**PAGE:**
------------------------

I have owned 3 cutlass cieras and they have been very dependable vehicles for me.

this past summer I found one on craigs list a 94 with 20,ooo miles on it owned by an old black woman for 2200$ 

I like cieras because there a a ton of them and finding used parts at the junk yard is very easy.

look for a 6cyl mine gets 22 mph not great but not to bad either and it has plenty of power to merg onto the HWY and it the best car in the snow I think it dose as well as my 4x4 on snow covered roads.

It took me about 3 months looking on craigs list daily to find something older with low miles on it.

Good Luck


----------



## lost soul (May 20, 2009)

you may want to look for less popular model cars versus the bmws hondas cadillacs. There are some good quality cars that are over looked and sell for less.


----------



## bingofuel (Jan 27, 2011)

I have worked as a mechanic at dealerships for 12 some years. My advice is, whatever you are interested in, before you buy, make them put the car up on a hoist so you can view the underside! I can't believe people don't do this! If they have nothing to hide, they will not have a problem with it. They want to sell you the car. The process by which used cars are repaired is as follows:
Tech drives and inspects the vehicle. Tech writes up problems found with the veh. Manager decides what to fix and what not to. To run the biz, they cannot spend more on the veh, than they bought it for- and they WILL make a profit one way or another.

Dealerships are bound by law to disclose SAFETY RELATED issues only. Other problems like leaks won't even be disclosed unless they exceed the vague term "minor seepage". -Highly relative!

Has the underbody been cleaned recently?? This will flag you that someone is sweeping a leak "under the rug"
You don't need special talents to see that something is leaking on the veh.-just a flashlight. And while it may or may not be easily repaired, it gives you a bargaining chip to haggle on the price. 

Bring someone with you that knows a bit about cars! Don't judge the veh solely on what it looks like on the outside- and pay attention to the test drive! Test every bell and whistle and turn the blower and radio off when driving it. That little squeak you hear could turn into hundreds of dollars worth of repairs later.

Good luck


----------



## pirouline (Jan 23, 2011)

Hello everyone! thanks so much for all the advice...my husband just bought me a kia optima 2011, i think its an ex...the one with a nav..been able to drive it around some...

hubby came back, but not sure what comes next.....we haven't talked about much since he's been back...

anyway, thanks again! ya'll rock!


----------

------------------------

**EXCERPTED RECORDS:**
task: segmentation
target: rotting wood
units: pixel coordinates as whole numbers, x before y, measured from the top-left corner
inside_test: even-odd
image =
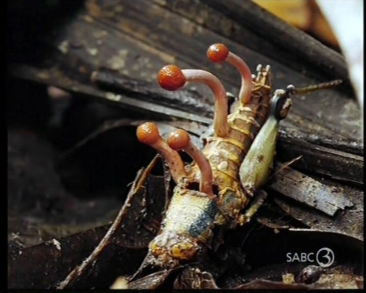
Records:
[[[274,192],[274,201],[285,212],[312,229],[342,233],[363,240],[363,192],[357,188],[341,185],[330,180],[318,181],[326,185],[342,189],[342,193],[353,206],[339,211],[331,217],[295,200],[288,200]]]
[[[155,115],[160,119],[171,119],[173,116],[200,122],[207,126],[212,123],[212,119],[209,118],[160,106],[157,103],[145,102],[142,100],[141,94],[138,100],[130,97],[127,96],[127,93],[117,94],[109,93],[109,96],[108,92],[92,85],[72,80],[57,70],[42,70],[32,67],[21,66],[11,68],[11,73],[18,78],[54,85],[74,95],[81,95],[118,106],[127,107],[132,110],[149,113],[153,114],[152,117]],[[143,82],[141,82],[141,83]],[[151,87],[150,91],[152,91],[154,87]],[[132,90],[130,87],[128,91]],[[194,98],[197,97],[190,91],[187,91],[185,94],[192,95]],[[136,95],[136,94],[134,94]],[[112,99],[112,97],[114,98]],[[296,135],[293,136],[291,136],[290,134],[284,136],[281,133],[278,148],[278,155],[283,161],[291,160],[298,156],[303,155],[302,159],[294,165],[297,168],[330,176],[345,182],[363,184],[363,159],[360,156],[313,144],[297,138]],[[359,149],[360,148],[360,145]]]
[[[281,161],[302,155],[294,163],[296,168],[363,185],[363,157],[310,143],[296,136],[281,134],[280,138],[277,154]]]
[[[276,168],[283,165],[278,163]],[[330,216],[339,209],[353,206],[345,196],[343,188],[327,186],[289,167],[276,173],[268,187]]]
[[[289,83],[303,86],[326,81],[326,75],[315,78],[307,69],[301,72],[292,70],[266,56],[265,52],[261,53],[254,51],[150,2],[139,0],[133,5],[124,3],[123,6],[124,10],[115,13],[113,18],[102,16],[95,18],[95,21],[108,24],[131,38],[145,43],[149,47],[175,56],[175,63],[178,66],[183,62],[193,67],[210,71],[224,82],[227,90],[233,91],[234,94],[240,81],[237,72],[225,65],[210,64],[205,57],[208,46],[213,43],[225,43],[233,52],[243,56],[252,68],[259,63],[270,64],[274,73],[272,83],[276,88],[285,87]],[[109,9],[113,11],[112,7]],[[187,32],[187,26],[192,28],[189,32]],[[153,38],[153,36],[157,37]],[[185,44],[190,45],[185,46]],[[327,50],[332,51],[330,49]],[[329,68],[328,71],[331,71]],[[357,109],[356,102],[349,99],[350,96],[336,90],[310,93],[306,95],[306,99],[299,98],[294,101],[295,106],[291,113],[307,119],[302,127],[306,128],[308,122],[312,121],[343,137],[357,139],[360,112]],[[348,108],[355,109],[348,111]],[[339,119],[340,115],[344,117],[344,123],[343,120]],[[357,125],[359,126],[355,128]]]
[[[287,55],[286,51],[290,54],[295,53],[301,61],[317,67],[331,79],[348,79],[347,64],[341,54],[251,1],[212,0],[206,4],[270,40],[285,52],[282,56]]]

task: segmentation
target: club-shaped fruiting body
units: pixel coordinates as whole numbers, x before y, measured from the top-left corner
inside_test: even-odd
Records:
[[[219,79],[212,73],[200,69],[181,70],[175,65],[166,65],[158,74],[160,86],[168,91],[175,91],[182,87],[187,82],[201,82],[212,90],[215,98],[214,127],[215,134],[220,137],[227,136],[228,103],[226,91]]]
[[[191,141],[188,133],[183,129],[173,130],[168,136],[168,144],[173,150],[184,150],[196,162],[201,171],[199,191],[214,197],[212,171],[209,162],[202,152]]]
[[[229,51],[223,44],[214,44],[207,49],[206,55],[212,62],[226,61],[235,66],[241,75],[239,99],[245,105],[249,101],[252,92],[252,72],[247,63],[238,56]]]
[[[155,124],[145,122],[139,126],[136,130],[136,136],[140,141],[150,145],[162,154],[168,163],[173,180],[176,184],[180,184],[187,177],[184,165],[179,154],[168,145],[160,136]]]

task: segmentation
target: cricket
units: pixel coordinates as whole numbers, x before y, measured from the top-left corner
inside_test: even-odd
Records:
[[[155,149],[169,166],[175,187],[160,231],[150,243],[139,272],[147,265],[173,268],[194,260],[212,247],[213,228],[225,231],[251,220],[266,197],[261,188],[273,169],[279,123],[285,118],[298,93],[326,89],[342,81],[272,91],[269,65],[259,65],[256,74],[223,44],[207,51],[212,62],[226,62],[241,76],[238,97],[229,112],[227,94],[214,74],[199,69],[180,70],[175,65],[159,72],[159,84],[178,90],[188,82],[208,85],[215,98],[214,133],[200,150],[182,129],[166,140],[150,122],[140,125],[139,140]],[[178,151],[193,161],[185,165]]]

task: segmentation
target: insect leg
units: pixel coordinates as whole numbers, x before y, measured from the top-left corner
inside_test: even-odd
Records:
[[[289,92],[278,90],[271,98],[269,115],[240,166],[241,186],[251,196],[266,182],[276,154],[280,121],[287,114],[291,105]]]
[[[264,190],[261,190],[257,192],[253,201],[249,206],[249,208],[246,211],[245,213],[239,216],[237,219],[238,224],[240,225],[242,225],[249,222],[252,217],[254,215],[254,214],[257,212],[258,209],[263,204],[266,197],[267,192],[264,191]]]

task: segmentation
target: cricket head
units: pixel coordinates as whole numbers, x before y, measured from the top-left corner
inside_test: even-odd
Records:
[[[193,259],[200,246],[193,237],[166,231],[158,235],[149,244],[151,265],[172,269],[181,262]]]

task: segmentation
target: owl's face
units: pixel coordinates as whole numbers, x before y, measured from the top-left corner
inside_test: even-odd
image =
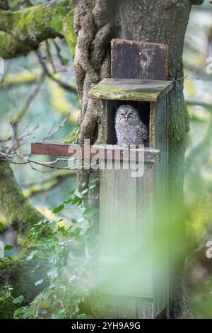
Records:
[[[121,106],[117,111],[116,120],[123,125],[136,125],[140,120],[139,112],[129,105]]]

------------------------

**PROBLEMS TO SOLVE:**
[a] In the used-car thread, list every username that heads a post, along with the date shown beside it.
[b] Reproduce word for word the passage of the used-car thread starting with "I like cieras" and going on through "snow covered roads.".

**THE RESPONSES:**
[a]
lost soul (May 20, 2009)
bingofuel (Jan 27, 2011)
pirouline (Jan 23, 2011)

[b]
I like cieras because there a a ton of them and finding used parts at the junk yard is very easy.

look for a 6cyl mine gets 22 mph not great but not to bad either and it has plenty of power to merg onto the HWY and it the best car in the snow I think it dose as well as my 4x4 on snow covered roads.